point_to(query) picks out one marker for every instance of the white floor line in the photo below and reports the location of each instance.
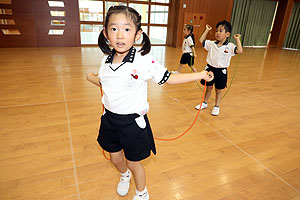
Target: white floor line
(243, 151)
(274, 102)
(45, 103)
(70, 137)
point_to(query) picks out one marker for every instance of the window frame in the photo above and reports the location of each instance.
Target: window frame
(148, 24)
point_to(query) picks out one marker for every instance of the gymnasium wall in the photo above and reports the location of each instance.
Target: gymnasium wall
(26, 23)
(196, 12)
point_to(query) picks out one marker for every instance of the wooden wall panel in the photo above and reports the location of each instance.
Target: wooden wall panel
(284, 11)
(71, 36)
(25, 23)
(33, 19)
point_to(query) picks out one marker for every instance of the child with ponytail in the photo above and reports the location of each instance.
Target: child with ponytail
(123, 74)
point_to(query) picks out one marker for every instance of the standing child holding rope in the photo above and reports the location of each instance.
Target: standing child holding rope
(123, 75)
(218, 59)
(188, 49)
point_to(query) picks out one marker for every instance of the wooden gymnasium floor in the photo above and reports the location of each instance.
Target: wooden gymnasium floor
(49, 118)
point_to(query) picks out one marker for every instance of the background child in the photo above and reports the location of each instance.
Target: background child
(188, 49)
(218, 60)
(123, 75)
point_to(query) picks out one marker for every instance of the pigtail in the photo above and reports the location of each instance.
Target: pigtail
(146, 45)
(193, 38)
(103, 43)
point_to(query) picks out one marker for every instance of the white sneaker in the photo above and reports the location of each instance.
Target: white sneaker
(144, 196)
(123, 186)
(204, 105)
(215, 111)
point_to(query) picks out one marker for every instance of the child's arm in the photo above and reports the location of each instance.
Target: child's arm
(194, 52)
(203, 36)
(93, 78)
(238, 43)
(189, 77)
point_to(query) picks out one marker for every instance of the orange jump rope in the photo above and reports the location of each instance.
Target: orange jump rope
(168, 139)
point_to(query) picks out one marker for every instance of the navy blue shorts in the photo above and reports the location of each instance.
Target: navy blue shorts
(186, 58)
(132, 133)
(220, 77)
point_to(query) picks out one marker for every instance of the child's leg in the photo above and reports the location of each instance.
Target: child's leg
(138, 173)
(180, 67)
(194, 68)
(118, 160)
(207, 93)
(218, 97)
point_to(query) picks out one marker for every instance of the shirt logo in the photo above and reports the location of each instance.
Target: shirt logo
(226, 50)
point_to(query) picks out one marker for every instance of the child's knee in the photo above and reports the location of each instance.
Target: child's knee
(133, 165)
(116, 159)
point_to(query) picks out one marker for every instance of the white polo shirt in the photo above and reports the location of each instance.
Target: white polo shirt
(219, 57)
(124, 85)
(187, 44)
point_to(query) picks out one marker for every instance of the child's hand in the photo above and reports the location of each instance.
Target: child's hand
(93, 78)
(208, 76)
(208, 27)
(90, 75)
(237, 36)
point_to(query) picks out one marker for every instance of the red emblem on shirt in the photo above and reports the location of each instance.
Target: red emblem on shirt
(135, 76)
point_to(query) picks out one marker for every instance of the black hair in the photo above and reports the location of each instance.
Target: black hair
(226, 24)
(190, 28)
(103, 43)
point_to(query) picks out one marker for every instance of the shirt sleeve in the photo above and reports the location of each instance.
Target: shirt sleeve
(190, 41)
(233, 49)
(101, 67)
(157, 72)
(207, 44)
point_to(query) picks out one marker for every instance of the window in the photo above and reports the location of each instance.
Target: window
(142, 9)
(10, 31)
(91, 11)
(89, 33)
(56, 4)
(58, 13)
(108, 4)
(7, 22)
(55, 32)
(56, 22)
(160, 1)
(159, 14)
(158, 35)
(92, 17)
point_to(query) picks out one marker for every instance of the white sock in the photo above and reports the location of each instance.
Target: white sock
(142, 193)
(126, 174)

Task prompt: Hand over the entries again, exactly as written and without the pictures.

Answer box:
point_to(query) picks out one marker for every instance of the white floor line in the photo below and reports the location of each instance.
Target: white floor line
(243, 151)
(274, 102)
(45, 103)
(70, 137)
point_to(query) picks out one marker for every instance of the window frame in the photo above and reports the location of each instance.
Target: window frame
(148, 24)
point_to(query) picks out one marker for every instance of the gymnasium wall in the photo above and reports the location of each instance.
Target: gymnasium wall
(26, 23)
(196, 12)
point_to(query) picks out one marker for every instance of the wooden wall panel in the photo above and reports the location of each instance.
Target: wooden wall panel
(284, 11)
(71, 36)
(25, 23)
(33, 19)
point_to(query) picks out one marker for every instance of the child with ponytail in the photo above and reports the location of each instance.
Target: child with ponytail
(123, 74)
point_to(query) picks out one marker for every instance of the standing child holding rope in the photo above and reports the location of each instance.
Target: standing child holding rope
(123, 75)
(218, 59)
(188, 49)
point_to(query) picks out one marker for every instance of the wooden gymnasium floor in the photo above and reports the location of each instance.
Target: wooden gymnasium floor
(49, 118)
point_to(query) picks out one marker for every instance of the background child in the photo above and reports the location of each instance.
Target: background child
(188, 49)
(218, 60)
(123, 75)
point_to(query) picks out one marker for every instance of the pigtail in the photo above and reports the location of each instance.
Target: pigtail
(146, 45)
(193, 38)
(103, 43)
point_to(query) picks out one marker for every instance of the white sneaker in the photo above and reports the location of each instance.
Target: white sneaker
(144, 196)
(123, 186)
(204, 105)
(215, 111)
point_to(query) picks out one marker for every instance of the child's arm in the photo above and reports the location of each instance.
Target: child's arm
(194, 52)
(203, 36)
(93, 78)
(238, 43)
(189, 77)
point_to(query) picks out one marker for every instance of the orange jump rope in the photo above and reports the location of each instance.
Target: orange jump rope
(168, 139)
point_to(query) picks out one marker for every instance of the navy blue shorts in the photo above and reports the location of each instance.
Target: navy blue shorts
(186, 58)
(132, 133)
(220, 77)
point_to(query) picks out one marker for every instance of the child's leg in the photo above and reports the location of each instance.
Target: child's leg
(138, 173)
(180, 67)
(194, 68)
(118, 160)
(207, 93)
(218, 97)
point_to(query) picks out one marker for every instance of the shirt logo in the photo above and reports the location of each instance.
Target: shirt logo
(226, 50)
point_to(query) picks out one marker for every instance of the child's knee in the photo above and reports the location of each instance.
Target: child's knee
(133, 165)
(116, 159)
point_to(query) picks out one marker for every instance of the white polo shirt in the photo above and reports the location of each instance.
Target: white polo shirt
(219, 57)
(124, 85)
(187, 44)
point_to(query) picks out one marker for every instance of the child's hand in the photo above and reports the location of each instance.
Target: child's hand
(93, 78)
(208, 76)
(208, 27)
(90, 75)
(237, 36)
point_to(query) picks out one marker for every instance of the red emblem on shirt in the photo above and reports the location of each instance.
Target: red emblem on shirt
(135, 76)
point_to(query) picks out one marker for every instance of the black hair in the photo above and reports the location of each instance.
Target: black hair
(226, 24)
(190, 28)
(103, 43)
point_to(query) picks out one marker for every instance of the shirt sleeve in the photo above and reports the location of each instance.
Target: shirt sleeve
(190, 41)
(233, 49)
(101, 67)
(157, 72)
(207, 44)
point_to(query) picks out one marker for every instance of the window in the photo above and reports the location of each instance.
Target: window
(142, 9)
(10, 31)
(91, 11)
(89, 33)
(56, 4)
(58, 13)
(108, 4)
(7, 22)
(55, 32)
(56, 22)
(160, 1)
(159, 14)
(158, 35)
(92, 17)
point_to(query) picks out one marker for every instance of the white sock in the photo above and reports the location of each instance.
Target: white sock
(142, 193)
(126, 174)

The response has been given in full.